Extracted records:
◆ ◆ ◆ ◆ ◆

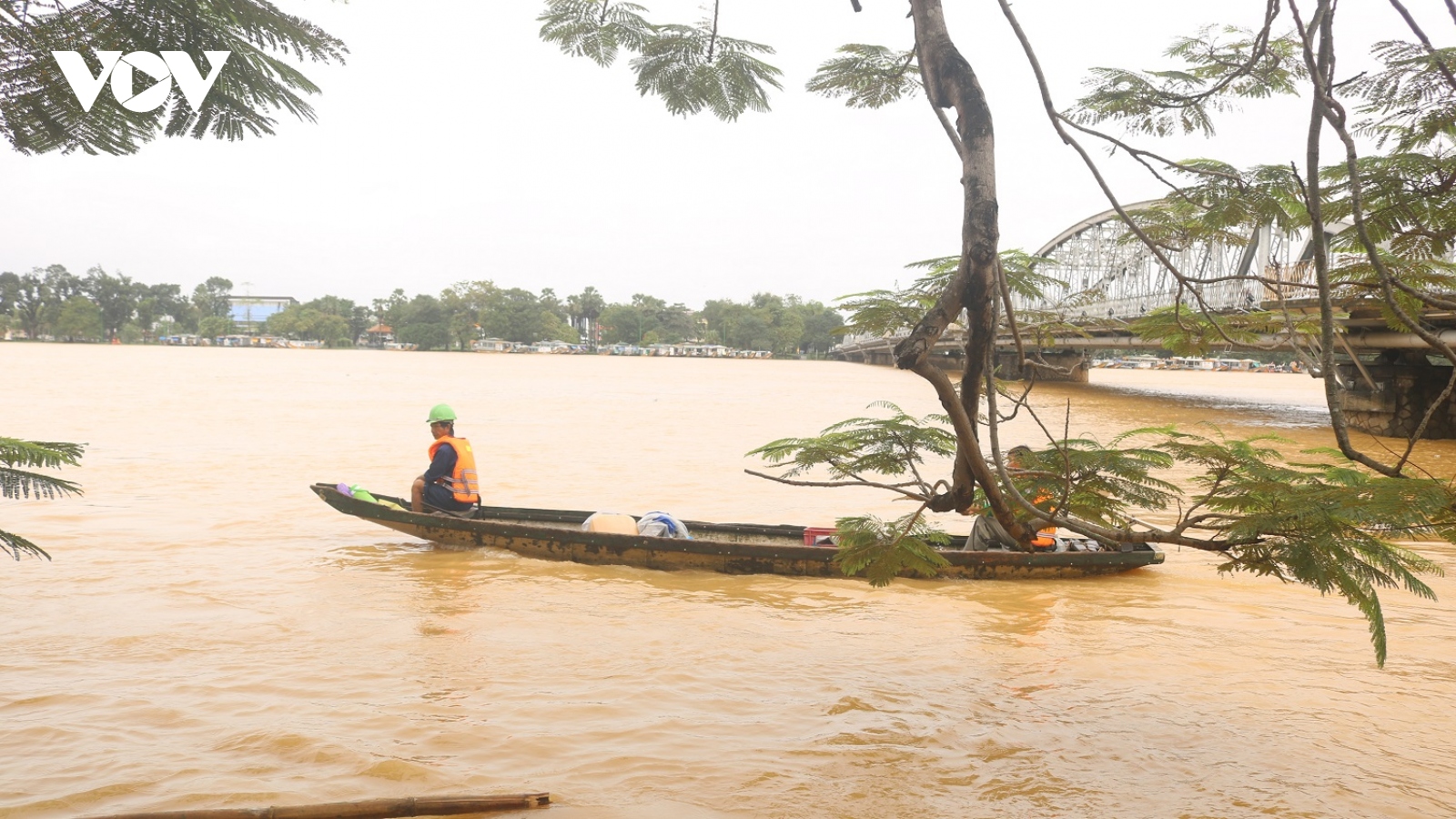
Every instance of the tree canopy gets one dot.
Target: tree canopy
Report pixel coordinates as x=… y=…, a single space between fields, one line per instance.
x=1324 y=522
x=19 y=460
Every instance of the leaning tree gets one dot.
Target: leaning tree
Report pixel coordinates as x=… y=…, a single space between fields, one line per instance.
x=1325 y=519
x=1327 y=522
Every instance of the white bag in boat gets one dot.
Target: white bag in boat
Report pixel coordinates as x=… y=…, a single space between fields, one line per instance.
x=609 y=522
x=662 y=525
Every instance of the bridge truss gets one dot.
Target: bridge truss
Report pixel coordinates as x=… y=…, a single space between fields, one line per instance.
x=1111 y=274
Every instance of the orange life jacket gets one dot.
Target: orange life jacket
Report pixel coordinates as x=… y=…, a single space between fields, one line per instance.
x=1045 y=537
x=463 y=481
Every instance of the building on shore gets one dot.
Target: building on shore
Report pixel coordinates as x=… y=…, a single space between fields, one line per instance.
x=249 y=312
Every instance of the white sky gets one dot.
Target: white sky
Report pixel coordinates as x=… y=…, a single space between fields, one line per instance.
x=455 y=145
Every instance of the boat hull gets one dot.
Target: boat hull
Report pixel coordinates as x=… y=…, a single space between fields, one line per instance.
x=728 y=548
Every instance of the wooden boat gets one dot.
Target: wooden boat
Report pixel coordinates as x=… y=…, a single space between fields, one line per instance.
x=730 y=548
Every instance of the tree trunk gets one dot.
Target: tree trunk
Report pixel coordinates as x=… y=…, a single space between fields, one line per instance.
x=951 y=84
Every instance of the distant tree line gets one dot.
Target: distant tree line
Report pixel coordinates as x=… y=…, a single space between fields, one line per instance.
x=99 y=307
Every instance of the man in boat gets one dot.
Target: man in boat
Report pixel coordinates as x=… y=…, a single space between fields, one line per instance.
x=989 y=533
x=450 y=482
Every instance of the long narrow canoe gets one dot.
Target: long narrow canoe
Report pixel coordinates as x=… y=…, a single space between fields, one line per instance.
x=730 y=548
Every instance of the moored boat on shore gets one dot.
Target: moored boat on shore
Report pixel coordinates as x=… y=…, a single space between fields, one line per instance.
x=730 y=548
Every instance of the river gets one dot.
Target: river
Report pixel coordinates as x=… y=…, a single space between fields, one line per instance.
x=208 y=634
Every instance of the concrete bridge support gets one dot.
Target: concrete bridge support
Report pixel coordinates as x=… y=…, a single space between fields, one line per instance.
x=1008 y=366
x=1390 y=395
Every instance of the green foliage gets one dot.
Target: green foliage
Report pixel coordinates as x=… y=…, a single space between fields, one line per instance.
x=596 y=29
x=883 y=551
x=79 y=319
x=695 y=69
x=1407 y=200
x=1085 y=480
x=1218 y=67
x=887 y=312
x=309 y=324
x=851 y=450
x=18 y=458
x=38 y=113
x=1315 y=523
x=1410 y=102
x=1188 y=331
x=868 y=76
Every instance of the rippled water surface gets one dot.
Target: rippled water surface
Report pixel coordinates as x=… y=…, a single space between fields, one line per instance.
x=211 y=636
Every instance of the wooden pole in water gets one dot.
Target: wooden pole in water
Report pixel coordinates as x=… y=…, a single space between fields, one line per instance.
x=369 y=809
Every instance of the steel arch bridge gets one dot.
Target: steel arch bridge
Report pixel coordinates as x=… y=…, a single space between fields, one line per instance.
x=1111 y=274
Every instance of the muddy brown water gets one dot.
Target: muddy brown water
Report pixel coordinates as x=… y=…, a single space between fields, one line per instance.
x=211 y=636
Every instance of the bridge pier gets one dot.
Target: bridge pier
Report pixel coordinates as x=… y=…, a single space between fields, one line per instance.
x=1008 y=366
x=1405 y=383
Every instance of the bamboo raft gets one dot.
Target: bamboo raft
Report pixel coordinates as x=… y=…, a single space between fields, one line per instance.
x=728 y=548
x=369 y=809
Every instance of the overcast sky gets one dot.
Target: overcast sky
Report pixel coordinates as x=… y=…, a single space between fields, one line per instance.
x=455 y=145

◆ ◆ ◆ ◆ ◆

Task to complete
Write out every line of the entries, starting at the beginning and going on through the line with "x=1327 y=522", both ends included, and add 68 to each x and y coordinate in the answers. Leave the pictures out.

The solution
Every instance of the tree canopy gets one dot.
Target: tree canopy
Report pixel coordinates as x=… y=…, a single space between fields, one line per instance.
x=1392 y=590
x=87 y=528
Every instance of the leaning tree gets one dot.
Target: leaning tree
Report pixel coordinates as x=… y=…, a single space between fields, one line per instance.
x=1393 y=587
x=1395 y=590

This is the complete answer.